Requirement:
Could you transcribe every entry exactly, leaving nothing out?

[Region pointing data]
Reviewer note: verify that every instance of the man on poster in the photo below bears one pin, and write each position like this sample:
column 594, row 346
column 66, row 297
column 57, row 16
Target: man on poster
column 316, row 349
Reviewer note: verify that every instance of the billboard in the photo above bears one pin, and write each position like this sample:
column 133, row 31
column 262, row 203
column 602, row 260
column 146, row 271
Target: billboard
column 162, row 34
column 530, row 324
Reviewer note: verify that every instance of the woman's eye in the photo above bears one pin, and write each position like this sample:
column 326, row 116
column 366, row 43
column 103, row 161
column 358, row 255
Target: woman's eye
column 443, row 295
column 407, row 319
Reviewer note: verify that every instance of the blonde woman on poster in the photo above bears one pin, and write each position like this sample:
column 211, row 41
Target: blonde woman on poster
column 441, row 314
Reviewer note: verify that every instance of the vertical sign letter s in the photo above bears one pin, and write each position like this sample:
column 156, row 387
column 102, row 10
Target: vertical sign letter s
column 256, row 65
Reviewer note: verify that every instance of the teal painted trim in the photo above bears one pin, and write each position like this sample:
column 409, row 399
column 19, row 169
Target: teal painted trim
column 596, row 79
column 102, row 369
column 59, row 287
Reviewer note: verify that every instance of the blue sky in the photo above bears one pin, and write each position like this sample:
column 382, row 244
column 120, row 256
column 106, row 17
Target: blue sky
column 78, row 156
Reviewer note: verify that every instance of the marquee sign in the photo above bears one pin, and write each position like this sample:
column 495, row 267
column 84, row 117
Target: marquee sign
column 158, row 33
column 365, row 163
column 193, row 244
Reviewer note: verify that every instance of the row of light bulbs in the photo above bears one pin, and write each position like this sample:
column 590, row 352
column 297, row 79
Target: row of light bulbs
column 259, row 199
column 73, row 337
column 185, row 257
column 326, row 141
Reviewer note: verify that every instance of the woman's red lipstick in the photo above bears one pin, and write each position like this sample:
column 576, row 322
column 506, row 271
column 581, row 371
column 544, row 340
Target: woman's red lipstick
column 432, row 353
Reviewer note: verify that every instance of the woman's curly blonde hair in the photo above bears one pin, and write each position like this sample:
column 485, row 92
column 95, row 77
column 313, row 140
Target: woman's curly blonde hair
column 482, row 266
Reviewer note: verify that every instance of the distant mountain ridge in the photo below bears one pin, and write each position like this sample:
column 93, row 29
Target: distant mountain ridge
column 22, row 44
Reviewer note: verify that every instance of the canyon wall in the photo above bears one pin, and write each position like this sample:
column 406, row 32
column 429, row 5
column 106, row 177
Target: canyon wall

Problem solution:
Reviewer note: verify that every instance of the man on poster in the photo below bears one pin, and write each position like this sample:
column 594, row 346
column 66, row 297
column 57, row 16
Target: man on poster
column 316, row 349
Reviewer note: verify that every instance of the billboard in the photo above bears one pin, and write each position like this sample:
column 133, row 31
column 262, row 203
column 602, row 260
column 146, row 271
Target: billboard
column 162, row 34
column 530, row 324
Reviewer note: verify that every instance of the woman's eye in the photo above bears one pin, and write each position like this sample:
column 326, row 116
column 366, row 43
column 103, row 161
column 358, row 255
Target: woman's eye
column 443, row 295
column 407, row 319
Reviewer note: verify that every instance of the blonde woman on poster in the photo above bears one pin, and write each position like this sample:
column 211, row 41
Target: blonde woman on poster
column 441, row 314
Reviewer note: verify that every instance of the vertical sign letter s in the photo above bears one pin, and write each position like this sample:
column 156, row 387
column 102, row 10
Target: vertical sign letter s
column 256, row 65
Reviewer note: verify that every instance of the teal painted trim in the photo above bears one pin, and write each position like this sample:
column 409, row 399
column 19, row 169
Target: teal painted trim
column 596, row 79
column 102, row 369
column 59, row 287
Reviewer note: verify that every instance of the blue sky in the photo above bears one pin, and write each position like this sample:
column 382, row 244
column 120, row 256
column 106, row 17
Target: blue sky
column 78, row 156
Reviewer note: verify that every instance of the marquee sign in the photo above bears one pin, and write each position like this sample:
column 495, row 267
column 84, row 117
Target: marquee sign
column 158, row 33
column 365, row 163
column 193, row 244
Reviewer note: verify that every instance of the row of light bulbs in the photo above bears one pin, and write each position like this sample:
column 590, row 352
column 297, row 79
Target: row of light bulbs
column 259, row 199
column 73, row 337
column 185, row 257
column 326, row 141
Reviewer note: verify that every instance of the woman's red lipstick in the photo above bears one pin, and write each position like this sample:
column 576, row 322
column 506, row 271
column 581, row 371
column 544, row 340
Target: woman's red lipstick
column 432, row 353
Reviewer note: verify that every instance of the woman's curly blonde hair in the photo above bears one pin, and write each position like this sample:
column 485, row 92
column 95, row 77
column 313, row 140
Target: woman's curly blonde hair
column 482, row 266
Reviewer note: verify that every instance of the distant mountain ridge in the photo below bears one pin, and write each position like this sample:
column 93, row 29
Target: distant mountain ridge
column 22, row 44
Reviewer note: verify that every instance of the canyon wall in the photo above bears one pin, and write each position like this sample:
column 406, row 32
column 429, row 5
column 106, row 177
Target: canyon wall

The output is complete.